• [Page extract]

On June 25, 2025, pursuant to an Agreement and Plan of Merger, dated as of May 12, 2025, by and among Lido Holdco, Inc., a Delaware corporation
(“Parent”), Lido Merger Sub, Inc., a Delaware corporation and a wholly owned direct subsidiary of Parent (“Merger Sub”), and the Company, Merger Sub merged with and into the Company, with the Company continuing as the surviving corporation and a
wholly owned subsidiary of Parent (the “Merger”). As a result of the Merger, the shares of Common Stock will cease to be publicly traded. The Company intends to file a certification and notice of termination of registration on Form 15 to terminate
registration under Section 12(g) of the Securities Exchange Act of 1934, as amended (the “Exchange Act”), and its duty to file reports under Sections 13 and 15(d) of the Exchange Act.
As a result of the Merger, the Registrant has terminated all offerings of the Registrant’s securities pursuant to its existing registration
statements under the Securities Act of 1933, as amended, including the Registration Statement. In accordance with undertakings made by the Registrant in the Registration Statement to remove from registration, by means of a post-effective amendment,
any of the securities that had been registered for issuance that remain unsold at the termination of the offering, the Registrant hereby removes from registration all of such securities of the Registrant registered but not sold or otherwise issued
under the Registration Statement, if any, as of the date hereof. The Registration Statement is hereby amended, as appropriate, to reflect the deregistration of such securities, and the Registrant hereby terminates the effectiveness of the
Registration Statement.

• [Available data]
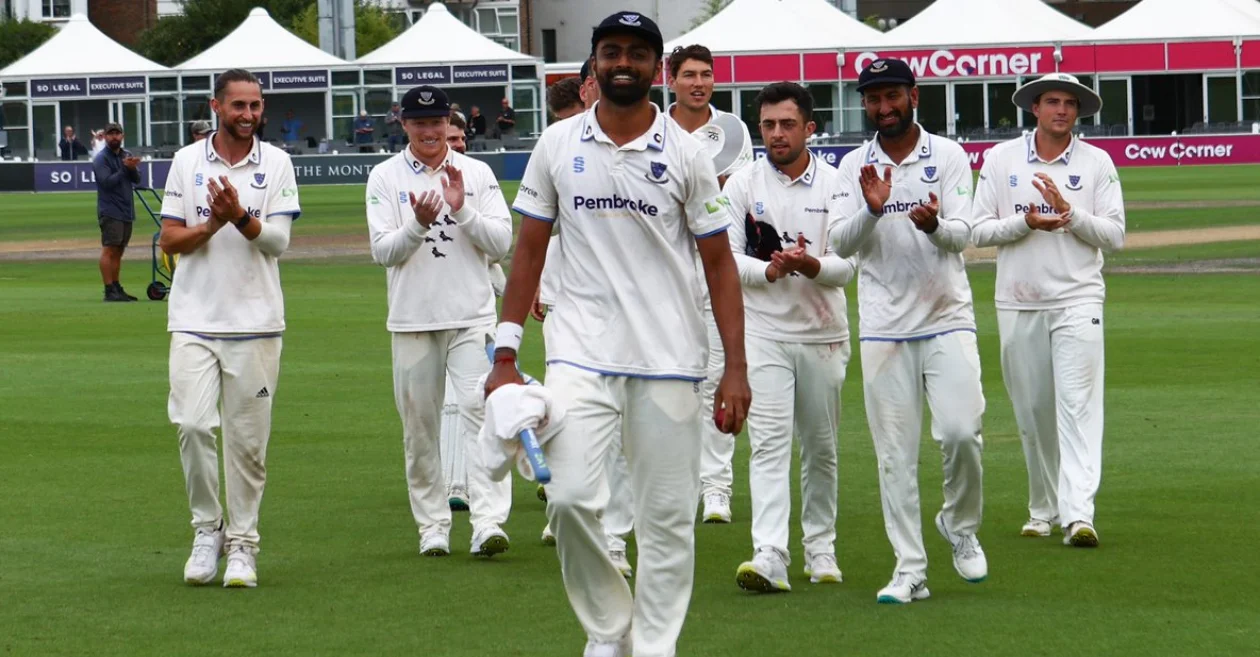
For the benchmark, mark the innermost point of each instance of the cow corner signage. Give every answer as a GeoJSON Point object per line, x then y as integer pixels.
{"type": "Point", "coordinates": [83, 87]}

• [Exercise tasks]
(a) Answer from the deregistration filing:
(i) What date does the Agreement and Plan of Merger bear?
(ii) Under which section of the Exchange Act does the Company intend to terminate registration by filing Form 15?
(iii) The effectiveness of which document does the Registrant terminate?
(b) Reproduce verbatim the span of the deregistration filing from "On June 25, 2025, pursuant" to "the Exchange Act.".
The material has no connection to the text.

• [Solved tasks]
(a)
(i) May 12, 2025
(ii) Section 12(g)
(iii) The Registration Statement

(b)
On June 25, 2025, pursuant to an Agreement and Plan of Merger, dated as of May 12, 2025, by and among Lido Holdco, Inc., a Delaware corporation
(“Parent”), Lido Merger Sub, Inc., a Delaware corporation and a wholly owned direct subsidiary of Parent (“Merger Sub”), and the Company, Merger Sub merged with and into the Company, with the Company continuing as the surviving corporation and a
wholly owned subsidiary of Parent (the “Merger”). As a result of the Merger, the shares of Common Stock will cease to be publicly traded. The Company intends to file a certification and notice of termination of registration on Form 15 to terminate
registration under Section 12(g) of the Securities Exchange Act of 1934, as amended (the “Exchange Act”), and its duty to file reports under Sections 13 and 15(d) of the Exchange Act.